**AIM**
Copy out, unchanged, everything from the line containing "Where can the light" down to the last line of the items.

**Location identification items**
'''

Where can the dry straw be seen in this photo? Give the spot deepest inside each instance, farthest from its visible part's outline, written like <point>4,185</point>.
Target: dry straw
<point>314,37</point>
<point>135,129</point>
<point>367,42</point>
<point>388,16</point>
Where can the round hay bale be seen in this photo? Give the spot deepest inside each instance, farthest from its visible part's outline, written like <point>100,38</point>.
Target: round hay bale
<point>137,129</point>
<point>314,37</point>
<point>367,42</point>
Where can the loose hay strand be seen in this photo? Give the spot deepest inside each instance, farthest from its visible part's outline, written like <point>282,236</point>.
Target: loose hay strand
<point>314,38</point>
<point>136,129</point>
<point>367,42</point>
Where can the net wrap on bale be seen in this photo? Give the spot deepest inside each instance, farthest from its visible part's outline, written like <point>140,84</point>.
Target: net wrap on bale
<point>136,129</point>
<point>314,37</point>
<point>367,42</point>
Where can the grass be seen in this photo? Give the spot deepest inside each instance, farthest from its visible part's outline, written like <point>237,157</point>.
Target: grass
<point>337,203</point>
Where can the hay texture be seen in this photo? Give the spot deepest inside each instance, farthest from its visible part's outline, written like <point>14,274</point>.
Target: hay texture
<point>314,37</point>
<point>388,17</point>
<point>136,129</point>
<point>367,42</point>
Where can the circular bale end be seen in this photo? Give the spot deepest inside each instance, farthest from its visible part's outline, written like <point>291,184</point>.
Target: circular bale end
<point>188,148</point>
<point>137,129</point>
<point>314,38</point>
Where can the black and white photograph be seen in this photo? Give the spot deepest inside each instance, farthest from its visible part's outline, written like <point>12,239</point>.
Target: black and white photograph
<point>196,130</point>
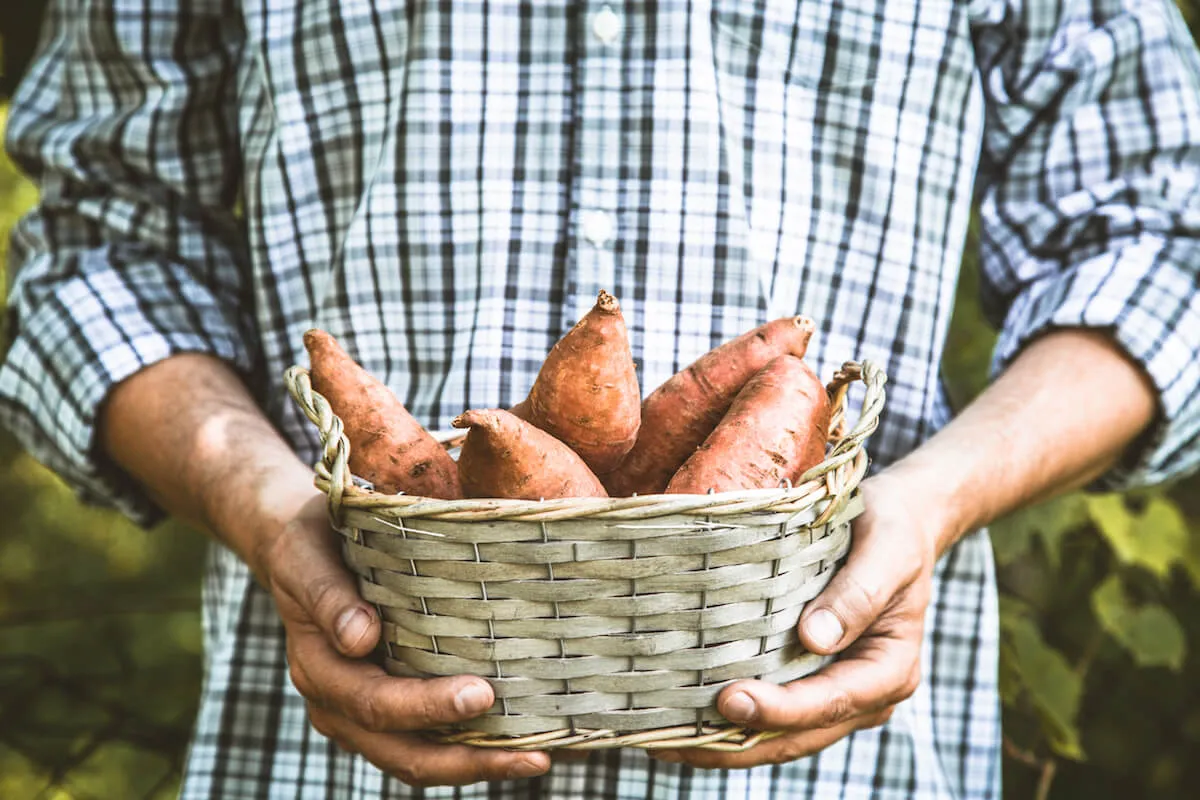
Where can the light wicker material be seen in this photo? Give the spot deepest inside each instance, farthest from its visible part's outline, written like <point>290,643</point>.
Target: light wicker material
<point>600,621</point>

'''

**TASK RESULT**
Where can the light wicker material be seen in this photo? Give the spot deepest inside each instance, farthest from its visible part's outline, written like <point>290,643</point>.
Target: light wicker material
<point>600,621</point>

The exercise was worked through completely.